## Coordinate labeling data
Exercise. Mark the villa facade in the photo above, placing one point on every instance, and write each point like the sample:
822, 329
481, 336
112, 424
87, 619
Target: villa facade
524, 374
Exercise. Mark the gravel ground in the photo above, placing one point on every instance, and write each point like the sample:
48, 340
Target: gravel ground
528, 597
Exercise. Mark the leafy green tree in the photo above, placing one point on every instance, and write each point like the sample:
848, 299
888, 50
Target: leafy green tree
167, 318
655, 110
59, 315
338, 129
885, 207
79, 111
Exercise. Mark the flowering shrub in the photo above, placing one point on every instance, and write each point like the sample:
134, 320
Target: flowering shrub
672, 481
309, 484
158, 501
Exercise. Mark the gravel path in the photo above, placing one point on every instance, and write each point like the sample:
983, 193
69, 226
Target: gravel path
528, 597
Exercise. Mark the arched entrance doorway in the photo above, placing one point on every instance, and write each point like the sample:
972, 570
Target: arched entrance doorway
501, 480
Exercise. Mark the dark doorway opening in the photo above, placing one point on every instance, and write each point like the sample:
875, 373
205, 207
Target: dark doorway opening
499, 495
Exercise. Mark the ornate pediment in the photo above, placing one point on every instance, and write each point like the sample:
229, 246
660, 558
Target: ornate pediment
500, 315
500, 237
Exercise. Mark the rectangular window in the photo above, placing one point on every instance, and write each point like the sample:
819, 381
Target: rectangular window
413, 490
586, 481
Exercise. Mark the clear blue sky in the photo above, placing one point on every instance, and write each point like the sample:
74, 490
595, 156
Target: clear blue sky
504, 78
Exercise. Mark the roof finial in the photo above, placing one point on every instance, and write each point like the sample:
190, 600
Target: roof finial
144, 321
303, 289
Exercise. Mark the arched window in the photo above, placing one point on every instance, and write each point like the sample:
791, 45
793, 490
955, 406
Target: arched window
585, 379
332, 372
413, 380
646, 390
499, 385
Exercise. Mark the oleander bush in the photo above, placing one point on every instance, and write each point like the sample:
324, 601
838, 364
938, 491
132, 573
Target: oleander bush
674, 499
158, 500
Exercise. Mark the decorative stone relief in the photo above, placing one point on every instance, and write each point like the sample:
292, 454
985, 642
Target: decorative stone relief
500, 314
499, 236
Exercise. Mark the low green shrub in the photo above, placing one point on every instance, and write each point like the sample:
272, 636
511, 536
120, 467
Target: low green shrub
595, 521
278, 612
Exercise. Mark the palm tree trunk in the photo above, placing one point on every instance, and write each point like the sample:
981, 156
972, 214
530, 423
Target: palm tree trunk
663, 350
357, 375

## Given instruction
Quote all of the entries exactly as they appear.

## The reply
Exercise. Mark the villa facade in the photo above, placing one point on every instance, and write each point like the sample:
822, 329
481, 336
112, 424
87, 619
Target: villa facade
524, 374
Exercise. Mark the gravel ground in the photo above, placing one point on every instance, and write each point like the sample:
48, 340
Target: gravel ground
528, 597
Exercise. Mark the leafy green tree in the photo above, placing one point on every instance, and write each point like the sample:
848, 299
888, 50
Target: leafy green tree
167, 318
655, 110
59, 315
338, 129
885, 207
79, 111
Exercise. Mark the flowering shrub in the photo above, placing one point on every instance, and write each point like the sample:
134, 320
Target: flowering shrub
672, 481
309, 484
158, 501
Exercise. Mark the gravel path in the photo above, placing one point on every instance, and write each point like the sample:
983, 193
69, 226
Target: gravel path
528, 597
Exercise. Mark the arched entrance doorway in the photo above, placing one point on every instance, and write each point like the sample:
972, 570
Target: arched entrance doorway
501, 480
Exercise. Mark the dark doorway opening in the photo above, placing one point on every instance, and write each point like the sample:
875, 373
205, 207
Target: dark doorway opening
499, 495
Exercise. Mark the ornate pediment in the photo above, placing one point on every instance, and write each point like the sample:
229, 246
660, 558
Target: ornate pediment
500, 315
500, 237
Exercise. Mark the rectangular window in the photo above, placing one point on every instance, and write each point like the sample:
819, 381
Target: rectangular window
413, 490
586, 481
Exercise. Mark the clear blue sky in the photo above, placing one point on every instance, and write each point like the sample:
74, 490
595, 156
Target: clear blue sky
504, 78
Exercise. Mark the roof finial in the photo above, placing one point on every instance, and write each point like the sample:
190, 600
Target: roof finial
144, 321
303, 289
Exercise. Mark the arched window in the photo above, placing one point on every instance, and write each point like the sample:
791, 45
793, 490
955, 406
Target: arched window
585, 379
332, 372
413, 380
646, 390
499, 385
Exercise. Mark the oleander bush in the photo above, placing one point on every instance, and write each point like the sample:
324, 601
838, 364
938, 491
132, 573
Target: oleander bush
674, 499
158, 500
Exercise. Mark the decorative stone relief in the photo above, placing one point on every instance, and write each point like the sample:
292, 454
985, 642
Target: decorative stone relief
500, 314
499, 236
Exercise. Mark the low green shrub in the photo above, placing one point on every instance, and write each point like the sample:
272, 636
511, 536
120, 467
Target: low green shrub
595, 521
278, 612
Exercise. Mark the palm tree trunk in the photo above, placing one point on every instance, and write each point like the sample:
981, 156
972, 214
530, 423
Target: palm tree trunk
663, 350
357, 375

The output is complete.